What to produce:
How many lines of the records contain the word "bowl"? Reply with the number only.

Information provided:
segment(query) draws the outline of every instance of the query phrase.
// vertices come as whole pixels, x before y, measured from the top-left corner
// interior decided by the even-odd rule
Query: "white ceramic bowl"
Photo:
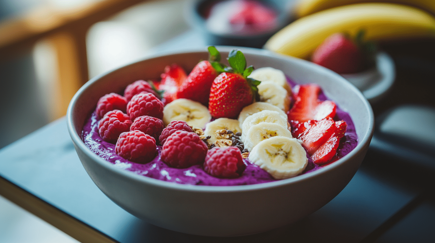
[[[218,46],[223,57],[233,48]],[[68,108],[68,128],[90,176],[115,203],[150,223],[185,233],[210,236],[246,235],[294,222],[319,209],[346,186],[368,148],[373,112],[362,94],[339,75],[309,62],[265,50],[238,48],[248,65],[280,69],[297,82],[316,82],[350,114],[358,146],[338,161],[293,178],[254,185],[208,186],[179,184],[122,170],[92,152],[80,134],[98,99],[120,92],[129,83],[157,78],[173,63],[191,70],[206,50],[150,58],[92,79],[74,96]]]

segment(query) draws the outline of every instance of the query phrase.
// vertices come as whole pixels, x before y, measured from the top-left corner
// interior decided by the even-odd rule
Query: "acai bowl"
[[[218,46],[222,56],[234,49]],[[103,74],[73,97],[67,114],[69,131],[79,157],[95,184],[114,202],[155,225],[209,236],[255,233],[291,223],[319,209],[346,186],[368,147],[373,127],[371,108],[361,93],[339,75],[308,62],[264,50],[241,48],[248,64],[282,70],[297,84],[315,83],[353,121],[358,144],[342,158],[291,178],[251,185],[179,184],[129,171],[102,158],[82,139],[84,125],[100,97],[121,93],[134,81],[158,78],[176,63],[190,71],[208,58],[206,49],[148,58]],[[205,49],[205,48],[204,49]]]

Task output:
2